* _Dataset records_
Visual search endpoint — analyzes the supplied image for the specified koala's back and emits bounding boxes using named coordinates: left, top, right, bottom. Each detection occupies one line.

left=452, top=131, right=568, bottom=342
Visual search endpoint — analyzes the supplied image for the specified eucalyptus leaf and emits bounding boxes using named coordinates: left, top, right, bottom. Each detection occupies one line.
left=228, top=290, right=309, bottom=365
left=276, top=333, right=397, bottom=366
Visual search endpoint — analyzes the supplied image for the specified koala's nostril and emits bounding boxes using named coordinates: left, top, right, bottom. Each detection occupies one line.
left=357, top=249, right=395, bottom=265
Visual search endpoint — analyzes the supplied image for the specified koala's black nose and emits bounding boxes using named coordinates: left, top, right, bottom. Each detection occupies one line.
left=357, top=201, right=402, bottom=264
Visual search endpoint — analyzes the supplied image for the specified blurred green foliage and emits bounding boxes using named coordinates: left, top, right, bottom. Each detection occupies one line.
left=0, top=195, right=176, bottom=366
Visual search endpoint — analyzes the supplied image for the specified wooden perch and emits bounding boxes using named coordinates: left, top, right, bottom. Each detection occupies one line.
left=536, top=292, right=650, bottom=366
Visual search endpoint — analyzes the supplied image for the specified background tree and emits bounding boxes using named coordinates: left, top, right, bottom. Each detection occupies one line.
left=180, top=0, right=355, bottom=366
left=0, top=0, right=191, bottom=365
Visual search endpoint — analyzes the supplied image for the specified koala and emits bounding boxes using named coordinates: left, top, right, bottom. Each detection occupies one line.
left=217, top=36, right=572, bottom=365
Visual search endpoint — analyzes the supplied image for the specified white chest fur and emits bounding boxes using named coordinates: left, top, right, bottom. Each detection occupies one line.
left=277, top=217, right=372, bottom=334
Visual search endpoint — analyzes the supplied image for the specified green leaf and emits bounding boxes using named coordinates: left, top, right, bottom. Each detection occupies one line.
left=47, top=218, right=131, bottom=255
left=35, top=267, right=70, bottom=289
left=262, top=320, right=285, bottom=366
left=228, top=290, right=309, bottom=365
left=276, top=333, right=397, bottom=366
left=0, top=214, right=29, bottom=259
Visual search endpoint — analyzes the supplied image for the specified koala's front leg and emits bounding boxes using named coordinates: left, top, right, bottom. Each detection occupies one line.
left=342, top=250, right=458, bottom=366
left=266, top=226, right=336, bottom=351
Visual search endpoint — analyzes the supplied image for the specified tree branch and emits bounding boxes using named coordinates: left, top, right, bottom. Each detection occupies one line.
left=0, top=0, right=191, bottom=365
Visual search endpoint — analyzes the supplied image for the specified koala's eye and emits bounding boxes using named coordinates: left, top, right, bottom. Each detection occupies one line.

* _What you have to do_
Recast every line of the records above as a single numbered list, omitting blank lines.

* _Correct result_
1. Visual search endpoint — analyzes the supplied image for the specified koala's back and emits bounding boxes using named coordinates: left, top, right, bottom. Each detection occupies one line.
2. left=452, top=131, right=568, bottom=342
3. Visual search endpoint — analyzes the supplied image for the specified eucalyptus leaf and emits bounding boxes using named coordinates: left, top, right, bottom. Each detection occupies one line.
4. left=228, top=290, right=309, bottom=365
5. left=276, top=333, right=397, bottom=366
6. Visual search endpoint — analyzes the supplied image for the specified koala's nostril and emits bounding boxes using named coordinates: left, top, right, bottom. Each detection occupies one line.
7. left=357, top=249, right=395, bottom=265
8. Visual search endpoint — analyzes the supplied image for the specified koala's black nose and emits bounding boxes using named coordinates: left, top, right, bottom. Each detection occupies one line.
9. left=357, top=201, right=402, bottom=264
10. Visual search endpoint — analyzes the supplied image for the specified blurred green foliage and emits bounding boxes using named coordinates: left, top, right, bottom. Each detection occupies one line.
11. left=0, top=195, right=176, bottom=366
12. Visual search endpoint — analyzes the supplied image for the specified wooden perch and emits bounding boxes using named coordinates: left, top, right, bottom. Each detection occupies one line.
13. left=536, top=292, right=650, bottom=366
14. Visual search endpoint — analyzes the supplied image for the specified background tree and emits bounding boxes using named coordinates: left, top, right, bottom. Each detection occupies one line.
15. left=180, top=0, right=355, bottom=366
16. left=0, top=0, right=191, bottom=365
17. Visual search endpoint — analyzes the supplied image for the specified koala and emits bounding boxes using named coordinates: left, top, right, bottom. Each detection occupies one line.
18. left=217, top=36, right=572, bottom=365
19. Visual search endpoint — analyzes the supplied image for the specified white chest fur and emits bounding boxes using named coordinates: left, top, right, bottom. Each detection occupies one line.
20. left=277, top=217, right=372, bottom=334
21. Visual search endpoint — analyzes the supplied image for the specified green leaf and emits bounding boxes using named coordinates: left, top, right, bottom. Each detection occupies one line.
22. left=47, top=218, right=131, bottom=255
23. left=35, top=267, right=70, bottom=289
24. left=262, top=320, right=285, bottom=366
25. left=228, top=290, right=309, bottom=365
26. left=276, top=333, right=397, bottom=366
27. left=0, top=214, right=29, bottom=259
28. Visual search endpoint — analyzes the supplied image for the specified koala's front leg and emits bounding boxes using named coordinates: left, top, right, bottom. Each detection occupies one line.
29. left=342, top=250, right=458, bottom=366
30. left=266, top=226, right=336, bottom=351
31. Visual search endpoint — analyzes the supplied image for the specified tree branch and emits bounding boxes using named coordinates: left, top, right, bottom. Each detection occupies one line.
32. left=0, top=0, right=191, bottom=365
33. Visual search endpoint — analyzes the supplied image for the specified koala's eye and emits bounding boxes using named coordinates: left, top, right, bottom. Each detection occupies one line.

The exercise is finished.